# [TASK GOAL]
Extract every line in the records below that contains the string "plant", and list each of those lines in full.

— Start RECORD SET —

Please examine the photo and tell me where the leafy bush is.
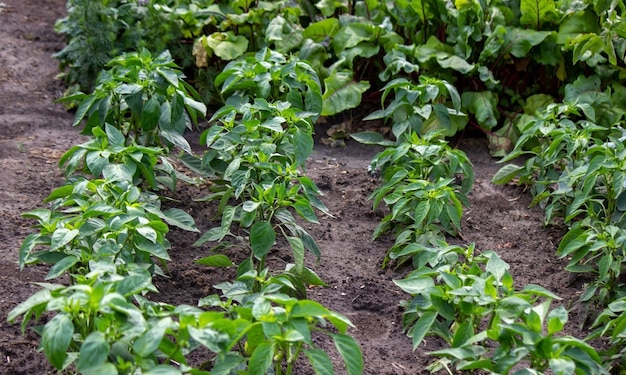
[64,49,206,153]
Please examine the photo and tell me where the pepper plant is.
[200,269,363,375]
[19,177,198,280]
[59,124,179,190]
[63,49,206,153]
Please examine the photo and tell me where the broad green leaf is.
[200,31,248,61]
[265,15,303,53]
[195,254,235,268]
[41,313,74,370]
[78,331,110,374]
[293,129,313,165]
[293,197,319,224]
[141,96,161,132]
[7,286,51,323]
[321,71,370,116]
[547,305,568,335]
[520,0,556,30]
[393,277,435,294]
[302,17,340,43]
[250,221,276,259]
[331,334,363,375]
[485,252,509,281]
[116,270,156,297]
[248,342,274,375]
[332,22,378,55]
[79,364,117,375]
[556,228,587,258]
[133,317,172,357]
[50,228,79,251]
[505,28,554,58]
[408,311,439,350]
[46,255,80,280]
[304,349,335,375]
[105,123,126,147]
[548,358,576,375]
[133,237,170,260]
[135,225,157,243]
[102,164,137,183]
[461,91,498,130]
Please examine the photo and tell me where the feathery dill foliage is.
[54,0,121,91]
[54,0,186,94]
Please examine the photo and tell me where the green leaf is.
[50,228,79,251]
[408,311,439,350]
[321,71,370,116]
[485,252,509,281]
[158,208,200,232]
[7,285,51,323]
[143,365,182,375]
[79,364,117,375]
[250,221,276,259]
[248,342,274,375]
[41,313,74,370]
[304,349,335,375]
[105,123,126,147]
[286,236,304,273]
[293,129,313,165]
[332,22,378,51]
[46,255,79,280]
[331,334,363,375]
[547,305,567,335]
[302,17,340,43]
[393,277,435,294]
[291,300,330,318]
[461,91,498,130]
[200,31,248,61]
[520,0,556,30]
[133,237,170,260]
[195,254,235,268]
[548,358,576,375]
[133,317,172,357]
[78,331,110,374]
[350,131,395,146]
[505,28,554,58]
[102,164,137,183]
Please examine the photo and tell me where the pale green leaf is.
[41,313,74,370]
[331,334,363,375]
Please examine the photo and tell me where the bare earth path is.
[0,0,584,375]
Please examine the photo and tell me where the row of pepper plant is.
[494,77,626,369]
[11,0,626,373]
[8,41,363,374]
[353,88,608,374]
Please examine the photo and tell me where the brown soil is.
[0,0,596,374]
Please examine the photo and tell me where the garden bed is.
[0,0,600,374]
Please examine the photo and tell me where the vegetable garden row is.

— End RECORD SET —

# [OUTPUT OF THE EXERCISE]
Please examine the photo and tell me where the pepper plant is.
Please examine the photo and tell me where the row of pepper plant is.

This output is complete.